EXERCISE BRIEF: Quote, without change, all of the lines that follow.

*** DATASET ENTRIES ***

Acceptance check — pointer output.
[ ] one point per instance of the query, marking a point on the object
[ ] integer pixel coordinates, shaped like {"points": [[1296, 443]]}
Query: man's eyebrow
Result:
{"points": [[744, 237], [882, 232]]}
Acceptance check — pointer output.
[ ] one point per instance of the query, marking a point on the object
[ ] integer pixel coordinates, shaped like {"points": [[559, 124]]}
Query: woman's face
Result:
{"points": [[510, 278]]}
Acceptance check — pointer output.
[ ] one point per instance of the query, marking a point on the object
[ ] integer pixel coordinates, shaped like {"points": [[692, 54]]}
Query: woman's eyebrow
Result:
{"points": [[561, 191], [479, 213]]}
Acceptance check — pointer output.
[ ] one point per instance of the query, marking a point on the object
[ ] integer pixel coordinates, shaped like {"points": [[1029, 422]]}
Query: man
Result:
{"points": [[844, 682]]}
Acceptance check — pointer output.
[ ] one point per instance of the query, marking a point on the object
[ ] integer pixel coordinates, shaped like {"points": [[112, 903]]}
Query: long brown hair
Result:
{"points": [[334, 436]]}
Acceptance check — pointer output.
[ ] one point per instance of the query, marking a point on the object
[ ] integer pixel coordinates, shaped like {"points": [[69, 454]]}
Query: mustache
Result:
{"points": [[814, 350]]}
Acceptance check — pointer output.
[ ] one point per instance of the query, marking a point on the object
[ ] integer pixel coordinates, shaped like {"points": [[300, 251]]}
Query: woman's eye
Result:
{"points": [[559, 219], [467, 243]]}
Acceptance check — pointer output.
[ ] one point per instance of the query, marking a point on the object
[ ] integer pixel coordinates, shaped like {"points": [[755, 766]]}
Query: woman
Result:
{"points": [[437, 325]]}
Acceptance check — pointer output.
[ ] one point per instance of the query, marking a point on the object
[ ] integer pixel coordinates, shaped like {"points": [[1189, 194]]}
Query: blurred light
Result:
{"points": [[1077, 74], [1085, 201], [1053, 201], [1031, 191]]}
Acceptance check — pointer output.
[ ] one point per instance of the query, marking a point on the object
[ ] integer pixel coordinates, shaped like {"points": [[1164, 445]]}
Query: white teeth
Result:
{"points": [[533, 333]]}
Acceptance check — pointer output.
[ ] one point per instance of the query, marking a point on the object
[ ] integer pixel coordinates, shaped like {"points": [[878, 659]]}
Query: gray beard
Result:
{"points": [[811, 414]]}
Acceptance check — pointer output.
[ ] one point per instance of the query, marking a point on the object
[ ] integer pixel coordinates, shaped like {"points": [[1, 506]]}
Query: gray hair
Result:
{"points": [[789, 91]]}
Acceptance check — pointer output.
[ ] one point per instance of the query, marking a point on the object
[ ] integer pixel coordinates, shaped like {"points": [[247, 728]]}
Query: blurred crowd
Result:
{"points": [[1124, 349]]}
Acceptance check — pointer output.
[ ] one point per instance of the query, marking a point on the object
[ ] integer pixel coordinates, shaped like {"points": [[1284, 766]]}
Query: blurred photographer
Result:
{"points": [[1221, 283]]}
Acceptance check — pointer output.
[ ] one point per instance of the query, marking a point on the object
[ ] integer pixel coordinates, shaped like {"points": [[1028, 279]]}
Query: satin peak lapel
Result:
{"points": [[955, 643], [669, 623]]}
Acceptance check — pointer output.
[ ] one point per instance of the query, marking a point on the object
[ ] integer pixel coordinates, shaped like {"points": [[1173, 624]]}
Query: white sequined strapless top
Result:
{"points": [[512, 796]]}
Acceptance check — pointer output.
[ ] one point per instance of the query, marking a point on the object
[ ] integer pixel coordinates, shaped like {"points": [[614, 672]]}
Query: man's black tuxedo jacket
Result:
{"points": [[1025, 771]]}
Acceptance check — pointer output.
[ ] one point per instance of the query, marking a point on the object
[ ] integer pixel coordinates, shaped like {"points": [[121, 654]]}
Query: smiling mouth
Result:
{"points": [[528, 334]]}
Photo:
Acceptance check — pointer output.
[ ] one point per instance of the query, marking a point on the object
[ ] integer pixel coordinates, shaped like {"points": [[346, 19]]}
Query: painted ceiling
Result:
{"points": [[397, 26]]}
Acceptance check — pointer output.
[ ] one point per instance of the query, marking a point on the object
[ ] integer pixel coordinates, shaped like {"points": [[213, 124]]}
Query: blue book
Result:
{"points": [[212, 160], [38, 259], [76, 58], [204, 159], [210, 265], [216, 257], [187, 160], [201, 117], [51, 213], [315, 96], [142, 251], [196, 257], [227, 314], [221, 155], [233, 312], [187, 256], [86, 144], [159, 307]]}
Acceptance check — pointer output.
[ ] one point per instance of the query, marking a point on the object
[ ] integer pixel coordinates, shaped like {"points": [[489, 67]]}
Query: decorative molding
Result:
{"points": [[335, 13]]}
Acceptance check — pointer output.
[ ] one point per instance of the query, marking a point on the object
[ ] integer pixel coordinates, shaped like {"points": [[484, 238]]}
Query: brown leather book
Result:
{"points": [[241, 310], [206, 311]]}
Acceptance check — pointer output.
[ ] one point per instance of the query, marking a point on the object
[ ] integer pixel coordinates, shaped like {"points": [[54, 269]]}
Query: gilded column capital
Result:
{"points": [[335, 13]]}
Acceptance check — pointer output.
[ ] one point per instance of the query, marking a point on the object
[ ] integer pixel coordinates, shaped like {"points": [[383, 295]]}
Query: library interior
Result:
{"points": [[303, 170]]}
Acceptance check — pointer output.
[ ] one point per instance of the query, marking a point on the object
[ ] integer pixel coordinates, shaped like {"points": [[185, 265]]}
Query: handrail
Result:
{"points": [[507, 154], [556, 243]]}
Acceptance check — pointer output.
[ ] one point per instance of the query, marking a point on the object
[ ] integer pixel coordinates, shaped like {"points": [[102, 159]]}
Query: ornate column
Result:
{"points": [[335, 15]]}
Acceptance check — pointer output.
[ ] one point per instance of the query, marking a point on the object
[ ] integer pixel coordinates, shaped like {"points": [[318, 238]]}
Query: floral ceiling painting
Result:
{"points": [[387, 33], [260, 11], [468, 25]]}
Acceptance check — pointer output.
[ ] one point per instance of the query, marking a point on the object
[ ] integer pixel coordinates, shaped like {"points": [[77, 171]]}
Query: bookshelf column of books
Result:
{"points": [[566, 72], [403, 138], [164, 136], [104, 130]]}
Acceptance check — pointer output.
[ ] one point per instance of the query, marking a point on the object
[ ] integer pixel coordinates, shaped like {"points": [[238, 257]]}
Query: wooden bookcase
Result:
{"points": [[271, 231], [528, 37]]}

***

EXERCISE RESULT:
Acceptance check — pointer output.
[ ] one point per instance of the query, marking a point on the object
[ ] integer pixel coordinates, shaped like {"points": [[1296, 443]]}
Query: man's eyebrow
Result:
{"points": [[744, 237], [882, 232]]}
Acceptance check — pointer output.
[ ] one point per instance of the query, marking a point on the object
[ ] integer pixel coordinates, shaped like {"points": [[559, 124]]}
Query: woman's face
Result:
{"points": [[510, 278]]}
Acceptance check — pointer output.
[ ] one point per instance of the query, marking a point on the object
[ ] integer pixel coordinates, shaped like {"points": [[692, 54]]}
Query: woman's eyebrow
Result:
{"points": [[561, 191], [479, 213]]}
Acceptance check — pointer output.
[ ] one point per instance of the query, marking a point on the object
[ ] integer pixel coordinates, shaped like {"points": [[1029, 422]]}
Query: man
Result:
{"points": [[844, 682]]}
Acceptance check — pointer output.
[ ] one point per instance of the query, marking a point on the object
[ ] integer pixel coordinates, shaped like {"points": [[112, 903]]}
Query: long brown hair
Result:
{"points": [[334, 436]]}
Acceptance check — pointer output.
[ ] one point per instance of the query, marking a point on the object
[ ] integer pixel coordinates, shaped like {"points": [[69, 454]]}
Query: mustache
Result:
{"points": [[814, 350]]}
Acceptance check — pointer output.
[ ] one point per instance of the query, marking a point on the object
[ ] integer pixel coordinates, shaped like {"points": [[300, 251]]}
Query: woman's eye
Result:
{"points": [[559, 219], [467, 243]]}
Acceptance check — pointer output.
[ ] one point per instance of the query, marking a point on the object
[ ] integer pixel coordinates, shaped like {"points": [[755, 766]]}
Query: woman
Result:
{"points": [[437, 325]]}
Acceptance check — pointer output.
[ ] one point per instance of the query, marking a point on the object
[ ] integer pixel coordinates, shaped like {"points": [[1189, 194]]}
Query: blurred light
Result:
{"points": [[1077, 74], [1085, 201], [1053, 201], [1031, 191]]}
Acceptance check — pointer output.
[ ] one point per instance of the query, marking a point on the object
[ ] integer pixel coordinates, shaped like {"points": [[1164, 445]]}
Query: white teeth
Result:
{"points": [[533, 333]]}
Acceptance check — pointer output.
[ ] one point per instance of the query, marking a point on the object
[ ] integer pixel coordinates, shaped like {"points": [[878, 659]]}
Query: gray beard
Result:
{"points": [[811, 414]]}
Acceptance check — pointer output.
[ ] one point per instance of the query, marking a point on the object
[ ] integer pixel coordinates, shaped like {"points": [[1, 506]]}
Query: gray hair
Result:
{"points": [[789, 91]]}
Acceptance check — pointer output.
[ ] one point per instance of the query, marking a point on the object
[ ] integer pixel coordinates, shaped like {"points": [[247, 728]]}
Query: blurred crowd
Result:
{"points": [[1124, 349]]}
Acceptance check — pointer output.
[ ] one point per instance of the query, marking a point on the object
[ ] integer pixel coordinates, shaped like {"points": [[1284, 766]]}
Query: blurred photographer
Result:
{"points": [[1221, 283]]}
Acceptance check — pointer output.
[ ] one point per instance of the query, marking a point on the object
[ ] integer pixel coordinates, shaped like {"points": [[1028, 279]]}
Query: satin peak lapel
Result:
{"points": [[955, 643], [669, 623]]}
Acceptance check — pointer output.
[ ] one point per instance of the query, marking a point on the object
[ ] integer pixel coordinates, shaped like {"points": [[1173, 624]]}
Query: white sequined strapless top
Result:
{"points": [[512, 796]]}
Acceptance check — pointer output.
[ ] one point per instance of the query, marking a point on the object
[ ] integer pixel coordinates, shaped like {"points": [[614, 672]]}
Query: man's black tuxedo jacket
Result:
{"points": [[1025, 771]]}
Acceptance check — pointer output.
[ ] one point per instance of the query, marking a point on the object
[ ] integer pixel coordinates, shaped like {"points": [[121, 654]]}
Query: smiling mouth
Result:
{"points": [[528, 334]]}
Photo:
Acceptance check — pointer output.
[ ] one point per instance of the query, marking a point on the object
[ ] integer pixel coordinates, shaped like {"points": [[346, 19]]}
Query: painted ceiling
Result:
{"points": [[397, 26]]}
Acceptance check — pointer output.
[ ] one point per instance of the query, marking a point on the object
[ ] integer pixel coordinates, shaped like {"points": [[213, 124]]}
Query: blue book
Result:
{"points": [[212, 160], [38, 259], [76, 58], [204, 159], [210, 265], [216, 257], [187, 160], [201, 117], [51, 213], [315, 96], [142, 251], [196, 257], [227, 314], [221, 155], [233, 312], [187, 256], [86, 144], [159, 307]]}
Acceptance check — pointer output.
[ ] one point per instance of the query, marking a point on the object
[ ] integer pixel coordinates, shaped like {"points": [[489, 67]]}
Query: decorative molding
Result:
{"points": [[335, 13]]}
Acceptance check — pointer output.
[ ] one point per instance of the query, marking a point on the object
[ ] integer pixel coordinates, shaped like {"points": [[484, 238]]}
Query: brown leather book
Result:
{"points": [[241, 310], [206, 311]]}
Acceptance check — pointer output.
[ ] one point per instance of the query, marking a point on the object
[ ] integer pixel coordinates, shaped like {"points": [[54, 269]]}
Query: gilded column capital
Result:
{"points": [[335, 13]]}
Acceptance check — pointer output.
[ ] one point per instance of the query, marking a point on the object
[ ] integer pixel coordinates, shaped like {"points": [[383, 295]]}
Query: library interior
Result:
{"points": [[303, 170]]}
Acceptance check — pointer output.
[ ] one point per instance of the query, marking a point on the object
[ ] integer pixel coordinates, shaped like {"points": [[185, 265]]}
Query: handrail
Result:
{"points": [[507, 154], [556, 243]]}
Acceptance check — pointer output.
[ ] one point per instance of the query, marking a point on the object
[ ] integer pixel coordinates, shaped like {"points": [[102, 159]]}
Query: ornate column
Result:
{"points": [[335, 15]]}
Acceptance check — pointer output.
[ ] one point per instance of the query, marking a point on the object
[ ] integer pixel coordinates, shaped like {"points": [[318, 238]]}
Query: floral ceiling painting
Result:
{"points": [[387, 33], [260, 11], [468, 25]]}
Acceptance check — pointer output.
[ ] one point per instance of the query, marking a point on the object
[ ] integer pixel coordinates, shaped like {"points": [[77, 171]]}
Query: bookshelf column of books
Result:
{"points": [[566, 72], [403, 138], [164, 136], [104, 130]]}
Acceptance check — pointer output.
[ ] one point per instance of the query, marking a point on the object
[ ] integer pixel coordinates, shaped like {"points": [[238, 257]]}
Query: wooden bookcase
Result:
{"points": [[271, 231], [528, 37]]}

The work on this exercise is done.